What follows is a set of records; restate each one word for word and drop the pictures.
#### PROVIDED RECORDS
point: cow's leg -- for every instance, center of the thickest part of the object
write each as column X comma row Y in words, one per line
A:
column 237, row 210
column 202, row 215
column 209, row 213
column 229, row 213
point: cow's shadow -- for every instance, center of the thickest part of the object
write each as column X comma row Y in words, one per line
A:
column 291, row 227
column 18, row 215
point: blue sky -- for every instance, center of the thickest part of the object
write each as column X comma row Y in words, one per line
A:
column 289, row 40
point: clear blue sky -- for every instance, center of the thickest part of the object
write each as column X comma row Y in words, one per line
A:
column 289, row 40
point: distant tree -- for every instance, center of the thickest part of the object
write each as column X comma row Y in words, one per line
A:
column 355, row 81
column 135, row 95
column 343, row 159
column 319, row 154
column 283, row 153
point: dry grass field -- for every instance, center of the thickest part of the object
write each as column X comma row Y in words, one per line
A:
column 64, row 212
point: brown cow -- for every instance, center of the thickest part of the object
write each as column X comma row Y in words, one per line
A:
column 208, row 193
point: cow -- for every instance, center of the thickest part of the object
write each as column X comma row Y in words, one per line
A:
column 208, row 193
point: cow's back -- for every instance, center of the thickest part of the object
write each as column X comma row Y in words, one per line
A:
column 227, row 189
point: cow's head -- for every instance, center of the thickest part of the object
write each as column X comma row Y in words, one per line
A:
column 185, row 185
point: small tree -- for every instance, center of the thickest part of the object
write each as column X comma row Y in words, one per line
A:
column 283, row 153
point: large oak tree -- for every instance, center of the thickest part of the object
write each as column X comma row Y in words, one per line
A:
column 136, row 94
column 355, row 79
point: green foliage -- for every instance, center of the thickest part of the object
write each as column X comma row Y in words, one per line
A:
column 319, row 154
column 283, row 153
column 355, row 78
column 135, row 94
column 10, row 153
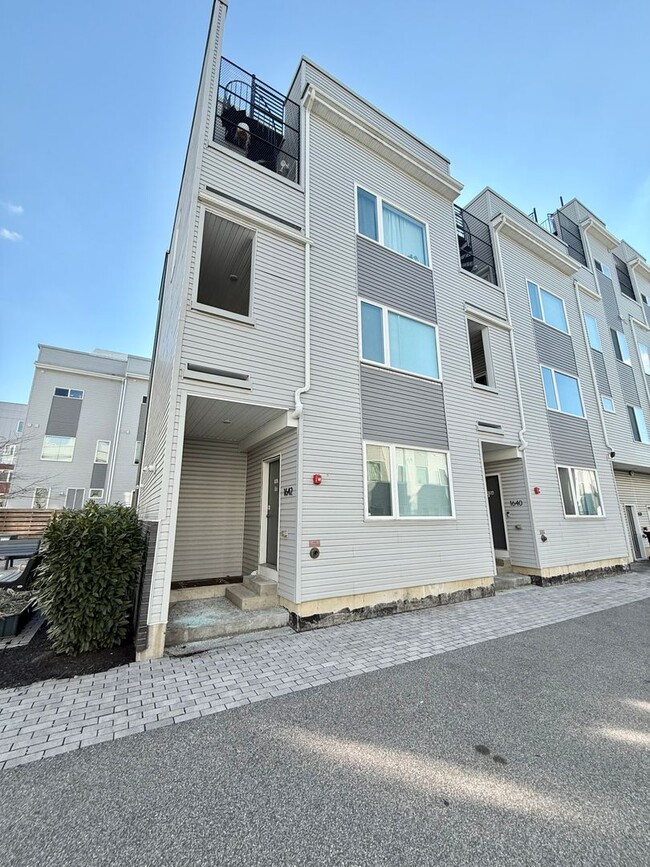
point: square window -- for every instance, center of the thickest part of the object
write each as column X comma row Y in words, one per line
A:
column 226, row 266
column 58, row 448
column 608, row 403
########
_REPLY TO THE EXERCISE_
point: cow's leg -- for every instance, center of the thickest part of the object
write each as column X comma row Y in words, one per line
A:
column 237, row 210
column 202, row 215
column 209, row 213
column 229, row 213
point: cow's shadow -- for every instance, center of the thickest part of the object
write each as column X comma row Y in words, one per line
A:
column 291, row 227
column 18, row 215
point: blue sky -- for every instance, center of the thickest part of the object
write each as column X comma row Y in words, one per line
A:
column 289, row 40
point: clear blue sky -- for every instance, center of the thickest part of the object
write each as column X comma row Y in words, one per line
A:
column 289, row 40
point: distant tree -- for every instance, center of the thickest part of the object
write each as column X comma row Y in words, one per line
A:
column 355, row 81
column 135, row 95
column 343, row 159
column 319, row 154
column 283, row 153
point: dry grass field -- for every instance, center of the thickest part of the object
write each as column X comma row Y in words, one per line
A:
column 64, row 212
point: brown cow -- for every instance, center of the thickest part of the object
write each as column X comma row Y in words, one per line
A:
column 208, row 193
point: cow -- for every instance, center of the thickest part of the object
write each as column X comma row Y in words, one per line
A:
column 208, row 193
point: cow's back -- for every instance, center of the thickest part of the object
write each as column X comma row Y in words, one per line
A:
column 227, row 189
point: cow's head -- for every instance, center of the thickest part of the object
write each as column X comma row Y in words, one per line
A:
column 185, row 185
point: small tree -- for every instance, center of the thickest part of the object
write each as column X comma row Y in words, one per line
A:
column 283, row 153
point: large oak tree -- for every instance, center of the thickest part of the object
write each as column X comma row Y in words, one per line
A:
column 136, row 94
column 355, row 79
point: green foliage -- for every instance, center of the thickest part of the object
write each as column X comma row Y in words, one per line
A:
column 319, row 154
column 283, row 153
column 355, row 78
column 135, row 94
column 10, row 153
point: square window -- for every instance, center of the thickest part of the object
write each as column X comma row Y in words, one per line
A:
column 226, row 266
column 58, row 448
column 608, row 403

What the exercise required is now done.